#### Supplied passage:
********************
Background: It was apparent by the end of 1980s that the success against the threats of
bacterial pathogens on public health was an illusion, with the rapid development of resistant strains
more than the discovery of new drugs. As a consequence, the remedial services were in the backfoot
position of being on the losing side of this never-ending evolutionary war. The quest for new
antibiotics to overcome resistance problems has long been a top research priority for the researchers
and the pharmaceutical industry. However, the resistance problems remain unresolved due to
the abrupt misuse of antibiotics by common people, which has immensely worsened the scenario
by disseminating antibiotic-resistant bacterial strains around the world.
Objective: Thus, immediate action is needed to measure emerging and re-emerging microbial diseases
having new resistance mechanisms and to manage their rapid spread among the common
public by means of novel alternative metabolites.
Conclusion: Antimicrobial Peptides (AMPs) are short, cationic peptides evolved in a wide range
of living organisms and serve as the essential part of the host innate immunity. For humans, these
effector molecules either can directly kill the foreign microbes or modulate the host immune systems
so that the human body could develop some resistance against the microbial infections. In
this review, we discuss their history, structural classifications, modes of action, and explain their
biological roles as anti-infective agents. We also scrutinize their clinical potentiality, current limitations
in various developmental stages and strategies to overcome for their successful clinical applications.
********************
(Saved entries)
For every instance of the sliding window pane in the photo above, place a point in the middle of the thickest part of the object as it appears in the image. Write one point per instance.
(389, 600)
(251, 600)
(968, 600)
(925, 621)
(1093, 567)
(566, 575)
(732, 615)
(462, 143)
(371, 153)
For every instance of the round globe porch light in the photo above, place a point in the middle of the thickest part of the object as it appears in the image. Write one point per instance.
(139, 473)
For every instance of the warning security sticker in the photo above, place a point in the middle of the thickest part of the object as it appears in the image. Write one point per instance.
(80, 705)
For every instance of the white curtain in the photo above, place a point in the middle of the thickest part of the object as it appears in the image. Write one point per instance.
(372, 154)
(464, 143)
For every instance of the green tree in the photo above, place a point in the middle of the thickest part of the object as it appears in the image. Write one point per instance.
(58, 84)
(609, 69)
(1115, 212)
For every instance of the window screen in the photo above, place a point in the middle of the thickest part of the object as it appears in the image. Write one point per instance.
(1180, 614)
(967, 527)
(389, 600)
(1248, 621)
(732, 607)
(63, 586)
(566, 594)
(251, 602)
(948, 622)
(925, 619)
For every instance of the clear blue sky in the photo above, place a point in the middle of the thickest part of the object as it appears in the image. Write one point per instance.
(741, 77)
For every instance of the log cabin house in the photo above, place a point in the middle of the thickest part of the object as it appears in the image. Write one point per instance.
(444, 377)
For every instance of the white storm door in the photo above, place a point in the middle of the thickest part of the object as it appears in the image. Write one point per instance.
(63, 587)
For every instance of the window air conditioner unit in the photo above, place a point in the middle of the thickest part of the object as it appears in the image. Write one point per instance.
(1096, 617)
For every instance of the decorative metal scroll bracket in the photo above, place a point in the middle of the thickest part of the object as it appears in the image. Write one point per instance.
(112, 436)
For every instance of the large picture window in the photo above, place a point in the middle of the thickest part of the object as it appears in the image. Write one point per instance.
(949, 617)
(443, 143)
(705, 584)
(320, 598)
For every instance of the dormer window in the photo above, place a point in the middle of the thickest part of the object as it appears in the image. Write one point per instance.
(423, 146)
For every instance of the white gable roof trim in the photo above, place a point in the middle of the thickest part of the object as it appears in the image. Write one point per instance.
********************
#### Required action:
Retype the entire abstract on antimicrobial peptides word for word. The records have no connection to the abstract on antimicrobial peptides.

#### Completed exercise:
Background: It was apparent by the end of 1980s that the success against the threats of
bacterial pathogens on public health was an illusion, with the rapid development of resistant strains
more than the discovery of new drugs. As a consequence, the remedial services were in the backfoot
position of being on the losing side of this never-ending evolutionary war. The quest for new
antibiotics to overcome resistance problems has long been a top research priority for the researchers
and the pharmaceutical industry. However, the resistance problems remain unresolved due to
the abrupt misuse of antibiotics by common people, which has immensely worsened the scenario
by disseminating antibiotic-resistant bacterial strains around the world.
Objective: Thus, immediate action is needed to measure emerging and re-emerging microbial diseases
having new resistance mechanisms and to manage their rapid spread among the common
public by means of novel alternative metabolites.
Conclusion: Antimicrobial Peptides (AMPs) are short, cationic peptides evolved in a wide range
of living organisms and serve as the essential part of the host innate immunity. For humans, these
effector molecules either can directly kill the foreign microbes or modulate the host immune systems
so that the human body could develop some resistance against the microbial infections. In
this review, we discuss their history, structural classifications, modes of action, and explain their
biological roles as anti-infective agents. We also scrutinize their clinical potentiality, current limitations
in various developmental stages and strategies to overcome for their successful clinical applications.